» **TASK STATEMENT**
Please lay out the items in the stretch from the one containing "Every flowering tree" through the last item as a two-column CSV with the headers item and answer. Give one row per item, with the item's text and its answer each in a single quoted field and line breaks replaced by spaces.

» **RECORDS PROVIDED**
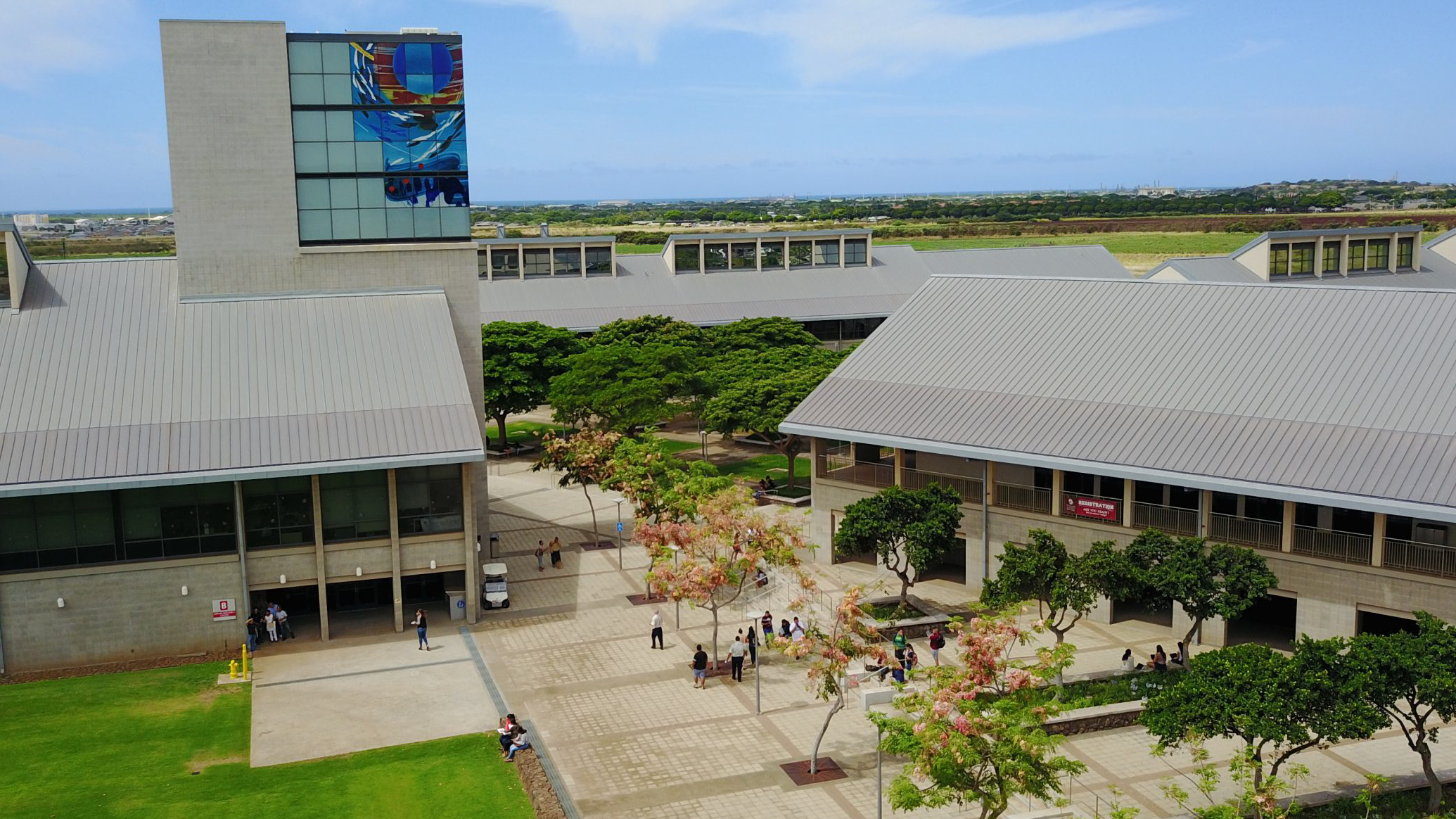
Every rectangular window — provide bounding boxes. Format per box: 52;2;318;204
587;248;611;275
1270;245;1289;275
789;242;814;267
1289;242;1315;275
732;242;758;269
814;239;838;267
1366;239;1391;269
758;242;784;269
556;248;581;275
491;249;521;279
243;475;313;550
703;245;728;269
672;242;698;272
1347;239;1365;272
1395;236;1415;269
319;469;389;544
523;248;550;279
395;464;464;535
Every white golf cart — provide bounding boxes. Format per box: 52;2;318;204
480;562;511;609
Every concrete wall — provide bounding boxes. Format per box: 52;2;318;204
0;555;248;672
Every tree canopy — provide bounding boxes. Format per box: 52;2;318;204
834;484;961;607
480;322;581;445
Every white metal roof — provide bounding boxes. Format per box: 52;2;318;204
781;277;1456;520
0;260;483;494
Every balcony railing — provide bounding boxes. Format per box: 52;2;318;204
1208;513;1284;552
1294;526;1373;566
900;469;983;504
1380;538;1456;577
1132;503;1199;536
995;481;1052;514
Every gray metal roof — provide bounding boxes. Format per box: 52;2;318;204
914;245;1132;279
0;260;483;494
781;277;1456;520
480;240;1130;332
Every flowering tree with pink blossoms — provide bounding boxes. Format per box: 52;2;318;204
776;586;888;774
868;614;1086;819
632;488;812;669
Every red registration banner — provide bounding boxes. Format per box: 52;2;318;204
1061;495;1121;521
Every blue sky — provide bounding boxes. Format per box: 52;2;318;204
0;0;1456;211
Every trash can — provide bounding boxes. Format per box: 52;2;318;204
445;589;464;619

» **FINISHED EXERCISE**
item,answer
"Every flowering tree with pink blossoms — provide bounding boxes. Format per box: 52;2;318;204","776;586;888;774 868;614;1086;819 632;488;812;669"
"Every red registration banner — provide bounding boxes. Format per box: 52;2;318;204","1061;495;1121;521"
"Every blue sky — provide bounding boxes. Format per box: 52;2;318;204","0;0;1456;211"
"Every trash can — provide bounding boxes. Format per box: 52;2;318;204","445;589;464;619"